Senhora Santana
Senhora Santana ao redor do mundo
Onde ela passava deixava uma fonte
Quando os anjos passam bebem água dela
Ó que água tão doce, ó Senhora tão bela!
Encontrei Maria na beira do rio
Lavando os paninhos do seu bento fio
Maria lavava, José estendia
O Menino chorava do frio que sentia
Calai meu menino, calai meu amor
Que a faca que corta não dá tái sem dor.
(Coral das lavadeiras de Almenara)
Evocando o bendito medieval, resgatado por Carlos Farias e pelo Coral das Lavadeiras, temos uma pista sobre traços representativos de Sant’ Ana Mestra, sem, no entanto, deixar de apresentar aspectos significativos de sua devoção no país, regularmente apontados por pesquisas diversas, e das quais não poderemos escapar. Reportemo-nos a alguns aspectos das representatividades de Sant’Ana, atrelado a questão do cotidiano, e as possibilidades de identificação popular.

- **EXERCÍCIO A**: Segundo o texto sobre Senhora Santana, quem resgatou o bendito medieval?

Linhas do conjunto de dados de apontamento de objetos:
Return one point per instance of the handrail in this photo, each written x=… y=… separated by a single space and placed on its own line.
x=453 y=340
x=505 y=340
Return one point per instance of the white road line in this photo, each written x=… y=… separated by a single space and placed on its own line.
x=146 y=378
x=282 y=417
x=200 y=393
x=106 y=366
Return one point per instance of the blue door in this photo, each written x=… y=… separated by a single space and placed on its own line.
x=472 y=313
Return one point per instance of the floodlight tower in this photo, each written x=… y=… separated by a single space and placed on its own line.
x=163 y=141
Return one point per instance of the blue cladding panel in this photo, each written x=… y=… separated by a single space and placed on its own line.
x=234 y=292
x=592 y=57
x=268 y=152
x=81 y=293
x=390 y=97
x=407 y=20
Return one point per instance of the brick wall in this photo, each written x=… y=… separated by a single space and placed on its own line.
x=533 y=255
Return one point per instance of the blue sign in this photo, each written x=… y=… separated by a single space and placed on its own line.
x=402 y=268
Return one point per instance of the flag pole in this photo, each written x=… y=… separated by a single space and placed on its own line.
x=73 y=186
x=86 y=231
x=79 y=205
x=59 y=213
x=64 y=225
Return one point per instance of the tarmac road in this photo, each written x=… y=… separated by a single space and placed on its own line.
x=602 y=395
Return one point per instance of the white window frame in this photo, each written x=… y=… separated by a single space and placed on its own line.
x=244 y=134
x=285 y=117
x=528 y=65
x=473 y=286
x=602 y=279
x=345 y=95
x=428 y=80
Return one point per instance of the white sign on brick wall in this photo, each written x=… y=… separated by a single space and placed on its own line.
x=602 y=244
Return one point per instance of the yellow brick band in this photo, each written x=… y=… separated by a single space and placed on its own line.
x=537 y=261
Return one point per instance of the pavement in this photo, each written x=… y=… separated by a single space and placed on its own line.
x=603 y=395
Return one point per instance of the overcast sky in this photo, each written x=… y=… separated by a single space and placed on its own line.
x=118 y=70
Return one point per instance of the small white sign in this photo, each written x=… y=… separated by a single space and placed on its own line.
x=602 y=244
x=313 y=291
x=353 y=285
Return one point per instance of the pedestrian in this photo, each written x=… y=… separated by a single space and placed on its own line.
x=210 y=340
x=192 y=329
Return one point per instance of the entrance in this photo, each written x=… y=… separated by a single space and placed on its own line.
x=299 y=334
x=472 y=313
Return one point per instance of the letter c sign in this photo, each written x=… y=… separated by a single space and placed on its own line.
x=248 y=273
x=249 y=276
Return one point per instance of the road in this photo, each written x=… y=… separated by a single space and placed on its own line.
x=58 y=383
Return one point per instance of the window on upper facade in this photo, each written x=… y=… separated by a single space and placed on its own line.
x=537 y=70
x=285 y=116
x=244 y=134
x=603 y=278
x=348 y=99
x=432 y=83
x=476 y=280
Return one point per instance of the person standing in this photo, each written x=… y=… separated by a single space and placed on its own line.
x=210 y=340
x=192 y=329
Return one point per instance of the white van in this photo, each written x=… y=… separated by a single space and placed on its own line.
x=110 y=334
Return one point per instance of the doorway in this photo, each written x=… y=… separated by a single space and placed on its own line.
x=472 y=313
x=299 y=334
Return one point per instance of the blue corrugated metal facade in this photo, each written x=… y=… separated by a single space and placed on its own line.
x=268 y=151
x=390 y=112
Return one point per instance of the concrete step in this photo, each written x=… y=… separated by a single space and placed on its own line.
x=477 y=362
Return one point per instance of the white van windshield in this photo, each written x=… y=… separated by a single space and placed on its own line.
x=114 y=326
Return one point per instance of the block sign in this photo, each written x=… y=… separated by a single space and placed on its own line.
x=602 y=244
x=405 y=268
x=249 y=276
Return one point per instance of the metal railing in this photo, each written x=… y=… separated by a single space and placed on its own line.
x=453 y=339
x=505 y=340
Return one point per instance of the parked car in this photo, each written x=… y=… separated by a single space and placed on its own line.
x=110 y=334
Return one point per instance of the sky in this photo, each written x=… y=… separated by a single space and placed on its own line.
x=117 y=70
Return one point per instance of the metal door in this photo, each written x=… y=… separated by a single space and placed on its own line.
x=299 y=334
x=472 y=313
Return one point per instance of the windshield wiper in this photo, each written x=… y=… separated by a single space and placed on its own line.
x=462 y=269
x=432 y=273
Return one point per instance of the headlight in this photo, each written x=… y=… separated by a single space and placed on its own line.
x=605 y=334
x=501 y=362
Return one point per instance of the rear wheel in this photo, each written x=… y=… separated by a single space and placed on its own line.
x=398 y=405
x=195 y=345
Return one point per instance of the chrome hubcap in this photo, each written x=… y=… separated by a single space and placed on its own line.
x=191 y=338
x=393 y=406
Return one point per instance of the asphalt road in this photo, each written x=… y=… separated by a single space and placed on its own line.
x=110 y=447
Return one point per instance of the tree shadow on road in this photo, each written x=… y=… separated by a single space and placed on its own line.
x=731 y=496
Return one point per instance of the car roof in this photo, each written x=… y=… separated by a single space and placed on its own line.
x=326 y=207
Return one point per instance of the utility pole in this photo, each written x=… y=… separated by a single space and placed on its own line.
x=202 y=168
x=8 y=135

- **EXERCÍCIO B**: Selecione todas as linhas das entradas que contêm a palavra "blue".

- **RESULTADO DO EXERCÍCIO A**: Carlos Farias e o Coral das Lavadeiras.

- **RESULTADO DO EXERCÍCIO B**:
Return one point per instance of the blue door in this photo, each written x=… y=… separated by a single space and placed on its own line.
Return one point per instance of the blue cladding panel in this photo, each written x=… y=… separated by a single space and placed on its own line.
Return one point per instance of the blue sign in this photo, each written x=… y=… separated by a single space and placed on its own line.
Return one point per instance of the blue corrugated metal facade in this photo, each written x=… y=… separated by a single space and placed on its own line.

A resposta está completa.